Registros de señalamiento de objetos con nombre
--------------------------------

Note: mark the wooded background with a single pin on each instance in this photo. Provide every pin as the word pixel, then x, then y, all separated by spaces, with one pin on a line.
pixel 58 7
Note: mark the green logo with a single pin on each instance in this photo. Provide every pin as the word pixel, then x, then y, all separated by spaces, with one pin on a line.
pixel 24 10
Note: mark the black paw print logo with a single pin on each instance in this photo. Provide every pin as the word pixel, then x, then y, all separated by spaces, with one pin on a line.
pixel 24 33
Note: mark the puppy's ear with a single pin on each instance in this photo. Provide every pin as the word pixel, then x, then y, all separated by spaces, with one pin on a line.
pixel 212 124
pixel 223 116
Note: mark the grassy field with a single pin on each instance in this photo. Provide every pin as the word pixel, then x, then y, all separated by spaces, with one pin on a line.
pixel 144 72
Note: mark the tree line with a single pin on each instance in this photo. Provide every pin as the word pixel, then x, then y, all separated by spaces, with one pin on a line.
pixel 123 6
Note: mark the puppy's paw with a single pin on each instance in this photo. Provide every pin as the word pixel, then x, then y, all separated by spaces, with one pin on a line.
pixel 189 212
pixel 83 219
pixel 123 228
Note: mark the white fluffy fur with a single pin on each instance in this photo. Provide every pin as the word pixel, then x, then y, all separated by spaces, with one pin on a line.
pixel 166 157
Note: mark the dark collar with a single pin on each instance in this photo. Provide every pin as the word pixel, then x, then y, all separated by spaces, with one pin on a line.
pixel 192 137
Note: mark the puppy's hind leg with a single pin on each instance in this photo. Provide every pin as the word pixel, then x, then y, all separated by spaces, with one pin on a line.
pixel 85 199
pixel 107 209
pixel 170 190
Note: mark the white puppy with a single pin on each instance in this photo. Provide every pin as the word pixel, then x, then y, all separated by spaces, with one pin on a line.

--------------------------------

[Solicitud]
Repite textualmente, línea por línea, todos los registros anteriores.

[Resultado de tarea]
Note: mark the wooded background with a single pin on each instance in this photo. Provide every pin as the word pixel, then x, then y, all separated by spaces, with one pin on a line.
pixel 58 7
Note: mark the green logo with a single pin on each instance in this photo. Provide every pin as the word pixel, then x, then y, all separated by spaces, with one pin on a line.
pixel 24 10
Note: mark the black paw print logo with a single pin on each instance in this photo. Provide every pin as the word pixel, then x, then y, all separated by spaces, with one pin on a line.
pixel 24 33
Note: mark the puppy's ear with a single pin on each instance in this photo. Provide every pin as the word pixel, then x, then y, all separated by spaces, with one pin on a line.
pixel 212 124
pixel 223 116
Note: mark the grassy field with a single pin on each instance in this photo. Provide every pin as the word pixel, then x, then y, all separated by spaces, with one pin on a line.
pixel 144 72
Note: mark the tree line with a single pin on each instance in this photo. Provide every pin as the word pixel, then x, then y, all separated by spaces, with one pin on a line.
pixel 123 6
Note: mark the puppy's paw with a single pin on each instance in this photo. Provide every pin as the word pixel, then x, then y, all separated by spaces, with one pin on a line.
pixel 189 212
pixel 83 219
pixel 123 228
Note: mark the white fluffy fur with a single pin on each instance in this photo. Provide every pin as the word pixel, then x, then y, all separated by spaces, with one pin on a line.
pixel 166 157
Note: mark the dark collar with a single pin on each instance in this photo. Provide every pin as the word pixel, then x, then y, all separated by spaces, with one pin on a line.
pixel 192 137
Note: mark the puppy's hind leg with a single pin on each instance in this photo. Provide every pin as the word pixel, then x, then y, all separated by spaces, with one pin on a line.
pixel 85 199
pixel 107 209
pixel 170 190
Note: mark the white puppy with a single pin on each instance in this photo. Provide every pin as the word pixel, then x, then y, all separated by spaces, with one pin on a line.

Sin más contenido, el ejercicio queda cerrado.